--- START ---

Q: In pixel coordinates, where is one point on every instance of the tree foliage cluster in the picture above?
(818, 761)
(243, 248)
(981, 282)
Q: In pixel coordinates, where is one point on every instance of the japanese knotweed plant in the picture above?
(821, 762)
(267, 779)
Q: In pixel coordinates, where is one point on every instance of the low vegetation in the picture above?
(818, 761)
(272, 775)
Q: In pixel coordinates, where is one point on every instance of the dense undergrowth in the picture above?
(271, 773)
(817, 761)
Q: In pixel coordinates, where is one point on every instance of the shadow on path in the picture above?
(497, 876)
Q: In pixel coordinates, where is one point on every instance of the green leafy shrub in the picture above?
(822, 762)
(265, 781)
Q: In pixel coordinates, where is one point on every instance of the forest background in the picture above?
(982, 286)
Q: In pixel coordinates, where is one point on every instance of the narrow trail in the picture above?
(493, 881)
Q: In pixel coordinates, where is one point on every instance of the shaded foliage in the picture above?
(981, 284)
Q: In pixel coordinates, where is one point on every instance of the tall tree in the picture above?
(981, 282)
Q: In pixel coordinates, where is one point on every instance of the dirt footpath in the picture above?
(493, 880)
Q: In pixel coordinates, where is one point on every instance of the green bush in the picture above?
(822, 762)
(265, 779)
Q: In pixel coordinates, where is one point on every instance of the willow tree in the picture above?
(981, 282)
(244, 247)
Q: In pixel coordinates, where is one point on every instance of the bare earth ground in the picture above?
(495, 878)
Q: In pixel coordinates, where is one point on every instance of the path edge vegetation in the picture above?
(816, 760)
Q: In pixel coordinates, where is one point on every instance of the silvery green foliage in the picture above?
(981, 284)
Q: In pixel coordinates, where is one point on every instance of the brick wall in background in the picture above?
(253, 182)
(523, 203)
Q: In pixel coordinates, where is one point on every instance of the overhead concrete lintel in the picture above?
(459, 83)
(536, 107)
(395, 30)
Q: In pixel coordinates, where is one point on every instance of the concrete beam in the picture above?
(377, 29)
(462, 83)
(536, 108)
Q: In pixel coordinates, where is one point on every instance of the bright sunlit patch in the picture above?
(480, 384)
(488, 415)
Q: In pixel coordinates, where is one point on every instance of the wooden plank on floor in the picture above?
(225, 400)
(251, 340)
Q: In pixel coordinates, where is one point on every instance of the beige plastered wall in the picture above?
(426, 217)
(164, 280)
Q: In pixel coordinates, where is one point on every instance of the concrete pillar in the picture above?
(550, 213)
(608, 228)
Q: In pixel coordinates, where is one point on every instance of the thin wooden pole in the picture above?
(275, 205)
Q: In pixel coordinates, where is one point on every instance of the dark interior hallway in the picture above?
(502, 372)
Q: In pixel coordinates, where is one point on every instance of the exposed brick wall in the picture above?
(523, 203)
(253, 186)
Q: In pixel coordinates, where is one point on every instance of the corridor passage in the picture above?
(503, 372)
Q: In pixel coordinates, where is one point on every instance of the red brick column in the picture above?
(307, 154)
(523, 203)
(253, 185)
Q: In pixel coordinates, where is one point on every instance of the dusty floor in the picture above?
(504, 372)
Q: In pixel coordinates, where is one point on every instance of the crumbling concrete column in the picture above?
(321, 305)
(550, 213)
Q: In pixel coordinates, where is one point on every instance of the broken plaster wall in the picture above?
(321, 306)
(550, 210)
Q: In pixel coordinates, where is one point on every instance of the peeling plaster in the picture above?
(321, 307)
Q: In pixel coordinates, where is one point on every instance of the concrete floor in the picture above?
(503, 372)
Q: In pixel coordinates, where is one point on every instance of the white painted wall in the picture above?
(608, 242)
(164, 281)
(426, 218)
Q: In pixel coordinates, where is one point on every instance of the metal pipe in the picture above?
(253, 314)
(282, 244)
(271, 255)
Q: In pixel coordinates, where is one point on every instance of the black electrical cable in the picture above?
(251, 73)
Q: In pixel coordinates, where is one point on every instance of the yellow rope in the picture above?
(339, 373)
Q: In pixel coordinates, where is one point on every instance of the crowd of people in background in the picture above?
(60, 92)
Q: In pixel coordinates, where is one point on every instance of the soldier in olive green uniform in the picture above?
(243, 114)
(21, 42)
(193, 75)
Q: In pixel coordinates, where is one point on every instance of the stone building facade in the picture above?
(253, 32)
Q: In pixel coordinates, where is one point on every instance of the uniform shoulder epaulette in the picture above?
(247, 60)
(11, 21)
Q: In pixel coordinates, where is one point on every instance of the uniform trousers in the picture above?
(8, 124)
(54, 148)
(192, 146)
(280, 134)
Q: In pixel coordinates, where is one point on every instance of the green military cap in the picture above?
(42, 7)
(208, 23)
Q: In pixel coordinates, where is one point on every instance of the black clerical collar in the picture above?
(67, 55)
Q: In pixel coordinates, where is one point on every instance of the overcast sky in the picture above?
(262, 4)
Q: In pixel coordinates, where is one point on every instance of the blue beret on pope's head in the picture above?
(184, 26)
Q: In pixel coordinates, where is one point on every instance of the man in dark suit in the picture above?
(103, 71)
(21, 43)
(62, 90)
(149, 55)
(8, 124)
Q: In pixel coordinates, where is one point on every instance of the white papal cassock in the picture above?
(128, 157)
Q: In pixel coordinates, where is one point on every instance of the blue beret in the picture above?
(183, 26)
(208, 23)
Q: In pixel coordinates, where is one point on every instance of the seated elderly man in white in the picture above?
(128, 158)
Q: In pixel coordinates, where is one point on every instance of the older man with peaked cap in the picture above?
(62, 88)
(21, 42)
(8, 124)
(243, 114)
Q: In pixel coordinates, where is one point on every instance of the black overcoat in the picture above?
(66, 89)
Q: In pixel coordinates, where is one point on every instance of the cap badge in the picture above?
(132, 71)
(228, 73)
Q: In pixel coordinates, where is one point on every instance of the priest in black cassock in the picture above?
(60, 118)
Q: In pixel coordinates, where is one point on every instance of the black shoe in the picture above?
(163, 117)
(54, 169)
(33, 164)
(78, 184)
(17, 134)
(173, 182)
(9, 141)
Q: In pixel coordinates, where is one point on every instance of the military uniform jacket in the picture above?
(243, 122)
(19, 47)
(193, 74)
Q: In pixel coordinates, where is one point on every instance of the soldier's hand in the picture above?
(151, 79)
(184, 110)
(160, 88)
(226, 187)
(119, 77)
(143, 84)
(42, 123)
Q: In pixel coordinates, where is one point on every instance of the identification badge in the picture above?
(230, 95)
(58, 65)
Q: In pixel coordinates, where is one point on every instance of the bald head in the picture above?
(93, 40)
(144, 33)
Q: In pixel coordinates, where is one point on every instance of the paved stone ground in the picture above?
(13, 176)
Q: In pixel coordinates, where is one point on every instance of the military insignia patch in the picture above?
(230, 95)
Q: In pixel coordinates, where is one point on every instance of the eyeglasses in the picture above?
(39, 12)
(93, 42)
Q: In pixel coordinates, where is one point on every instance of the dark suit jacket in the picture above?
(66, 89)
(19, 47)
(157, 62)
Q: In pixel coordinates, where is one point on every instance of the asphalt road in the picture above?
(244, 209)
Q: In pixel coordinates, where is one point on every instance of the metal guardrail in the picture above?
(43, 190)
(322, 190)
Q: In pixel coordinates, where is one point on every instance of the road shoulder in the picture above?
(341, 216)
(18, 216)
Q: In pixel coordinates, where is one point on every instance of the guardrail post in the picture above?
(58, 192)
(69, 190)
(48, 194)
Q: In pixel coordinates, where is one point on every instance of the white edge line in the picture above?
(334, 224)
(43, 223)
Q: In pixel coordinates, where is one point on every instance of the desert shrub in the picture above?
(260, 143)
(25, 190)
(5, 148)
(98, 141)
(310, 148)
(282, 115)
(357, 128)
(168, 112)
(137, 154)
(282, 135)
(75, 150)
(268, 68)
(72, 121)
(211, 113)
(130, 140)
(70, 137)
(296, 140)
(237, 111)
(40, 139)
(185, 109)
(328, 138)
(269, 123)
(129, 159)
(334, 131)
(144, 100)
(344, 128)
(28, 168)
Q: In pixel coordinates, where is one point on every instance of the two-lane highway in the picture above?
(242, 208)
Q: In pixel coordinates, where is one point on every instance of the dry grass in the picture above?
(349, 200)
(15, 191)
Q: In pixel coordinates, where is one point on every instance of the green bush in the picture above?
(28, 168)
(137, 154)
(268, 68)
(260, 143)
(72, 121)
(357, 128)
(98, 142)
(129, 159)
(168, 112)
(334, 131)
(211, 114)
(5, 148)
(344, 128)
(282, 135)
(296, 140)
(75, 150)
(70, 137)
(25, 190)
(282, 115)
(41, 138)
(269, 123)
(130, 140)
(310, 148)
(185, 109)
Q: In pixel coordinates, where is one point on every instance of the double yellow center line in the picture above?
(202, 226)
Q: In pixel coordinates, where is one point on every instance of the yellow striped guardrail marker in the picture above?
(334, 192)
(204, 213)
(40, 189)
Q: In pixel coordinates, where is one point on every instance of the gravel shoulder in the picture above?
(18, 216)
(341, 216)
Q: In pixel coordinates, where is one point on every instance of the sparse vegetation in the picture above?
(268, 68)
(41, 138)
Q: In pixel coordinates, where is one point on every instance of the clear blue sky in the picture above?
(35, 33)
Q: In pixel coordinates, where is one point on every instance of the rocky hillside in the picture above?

--- END ---

# Instructions for the task
Make an exact copy of every line from the one with "center line in the picture above?" to the end of the data, with the first and last of those lines included.

# Written response
Q: In pixel coordinates, where is one point on every instance of the double yellow center line in the picture above?
(202, 226)
Q: In pixel coordinates, where is one point on every instance of the yellow striped guardrail marker in the picture above?
(334, 192)
(204, 213)
(40, 189)
Q: In pixel coordinates, where is one point on every instance of the gravel shoulder in the picture above?
(18, 216)
(341, 216)
Q: In pixel coordinates, where is one point on every instance of the sparse vegetation in the picture above?
(268, 68)
(41, 138)
Q: In pixel coordinates, where is one point on every instance of the clear blue sky in the picture above?
(35, 33)
Q: In pixel coordinates, where is one point on every instance of the rocky hillside in the picture above?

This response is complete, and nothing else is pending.